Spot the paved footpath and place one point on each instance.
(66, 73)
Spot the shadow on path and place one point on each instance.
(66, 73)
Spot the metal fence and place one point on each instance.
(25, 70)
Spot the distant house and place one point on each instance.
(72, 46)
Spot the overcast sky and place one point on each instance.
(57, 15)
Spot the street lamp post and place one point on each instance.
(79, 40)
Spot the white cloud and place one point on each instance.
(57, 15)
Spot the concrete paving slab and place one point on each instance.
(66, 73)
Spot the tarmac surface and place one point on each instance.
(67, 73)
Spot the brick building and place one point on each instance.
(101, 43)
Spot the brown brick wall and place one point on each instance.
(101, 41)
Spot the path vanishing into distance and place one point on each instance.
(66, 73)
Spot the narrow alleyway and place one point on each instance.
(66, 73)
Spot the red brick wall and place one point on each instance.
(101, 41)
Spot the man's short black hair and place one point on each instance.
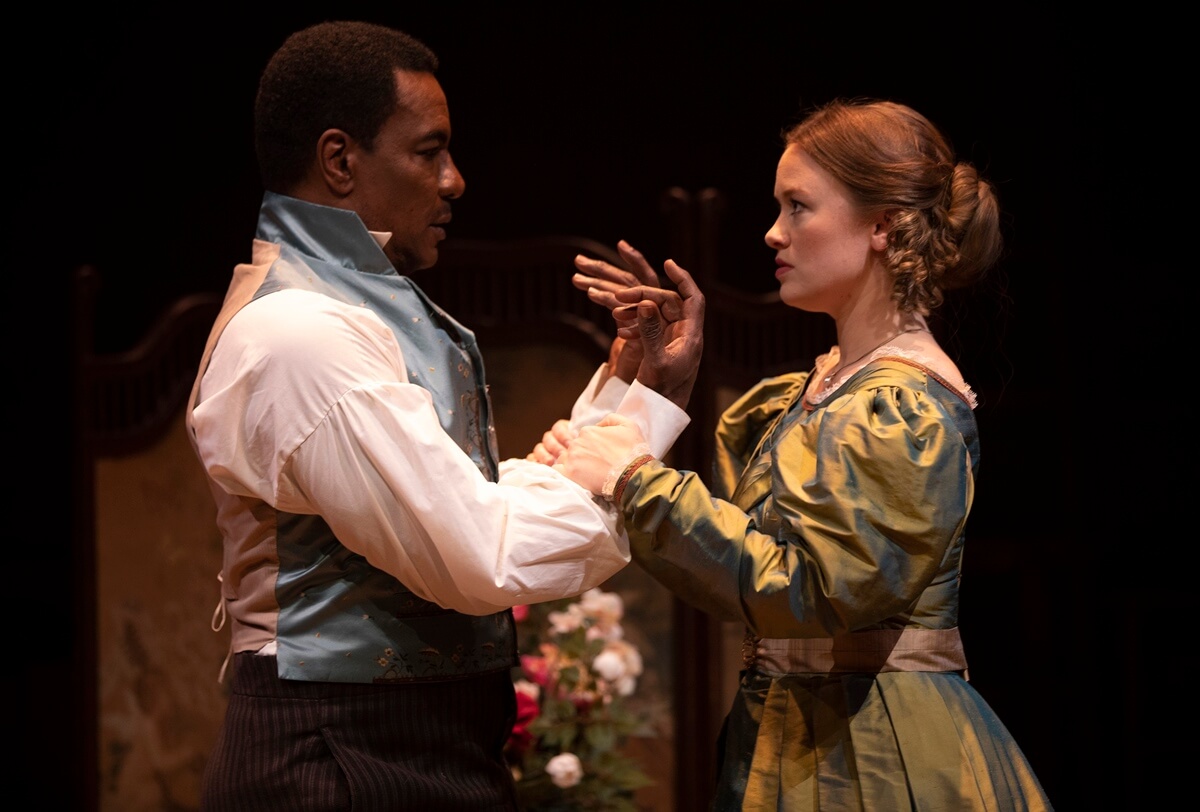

-----

Exercise brief: Excluding the pictures, restate word for word the lines from the one that holds "Spot the metal" through the last line of the entries, both ends included.

Response area:
Spot the metal fence and place one point on each instance.
(25, 70)
Spot the distant house and place one point on each instance.
(72, 46)
Spot the overcast sky and place one point on each instance.
(57, 15)
Spot the street lamp post and place one point on each instance.
(79, 40)
Spot the white cloud and place one point on each instance.
(57, 15)
Spot the concrete paving slab and place one point on each instance.
(66, 73)
Spot the tarmac surface and place one point on each instance.
(67, 73)
Spot the brick building and place one point on each instance.
(101, 43)
Spot the brown brick wall and place one point on each instance.
(101, 41)
Spot the path vanishing into distance and place one point on each instance.
(66, 73)
Spot the narrow alleyway and place one point on each instance.
(66, 73)
Spot the red brick wall and place one point on each instance.
(101, 41)
Spot the man's short black hair and place one point on each instance.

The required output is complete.